[Point annotation records]

• • • • •

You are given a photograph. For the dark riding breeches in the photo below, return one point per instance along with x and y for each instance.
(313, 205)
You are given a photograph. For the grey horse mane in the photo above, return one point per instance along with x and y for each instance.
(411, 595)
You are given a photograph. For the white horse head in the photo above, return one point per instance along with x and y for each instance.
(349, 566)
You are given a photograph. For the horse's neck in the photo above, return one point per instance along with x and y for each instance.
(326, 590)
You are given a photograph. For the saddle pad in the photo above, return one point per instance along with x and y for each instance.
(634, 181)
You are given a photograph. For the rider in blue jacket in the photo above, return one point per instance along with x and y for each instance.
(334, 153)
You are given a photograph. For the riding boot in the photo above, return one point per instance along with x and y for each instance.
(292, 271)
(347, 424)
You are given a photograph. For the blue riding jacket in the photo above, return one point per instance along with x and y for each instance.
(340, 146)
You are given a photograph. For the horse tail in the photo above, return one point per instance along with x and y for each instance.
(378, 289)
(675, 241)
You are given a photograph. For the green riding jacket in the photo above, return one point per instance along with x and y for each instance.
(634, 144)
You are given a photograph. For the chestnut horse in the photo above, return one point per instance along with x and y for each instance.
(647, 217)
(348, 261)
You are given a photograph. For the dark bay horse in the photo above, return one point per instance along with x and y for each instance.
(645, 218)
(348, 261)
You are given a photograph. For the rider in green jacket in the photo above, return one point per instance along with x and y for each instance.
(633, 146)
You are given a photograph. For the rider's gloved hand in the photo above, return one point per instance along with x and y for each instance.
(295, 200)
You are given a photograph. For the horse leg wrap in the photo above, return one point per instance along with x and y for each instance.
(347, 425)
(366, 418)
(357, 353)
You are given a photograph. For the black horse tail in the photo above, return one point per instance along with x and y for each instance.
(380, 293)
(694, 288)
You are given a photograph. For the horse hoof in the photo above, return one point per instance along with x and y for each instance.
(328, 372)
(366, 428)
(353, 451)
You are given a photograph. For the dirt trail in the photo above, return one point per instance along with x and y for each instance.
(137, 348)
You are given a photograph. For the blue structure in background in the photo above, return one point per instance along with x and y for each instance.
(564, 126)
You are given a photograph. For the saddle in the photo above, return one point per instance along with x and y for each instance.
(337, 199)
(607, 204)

• • • • •

- [Aim of the task]: Rewrite the lines from the one containing "You are given a photograph. For the saddle in" through the end of the records, keeping each request as it stands. Multiply every coordinate in the answers by 0.2 and round to the nearest whole number, with halves rounded up.

- [Expected output]:
You are given a photograph. For the saddle in the photo above, return one point per instance along with x and y for each instance.
(67, 40)
(121, 41)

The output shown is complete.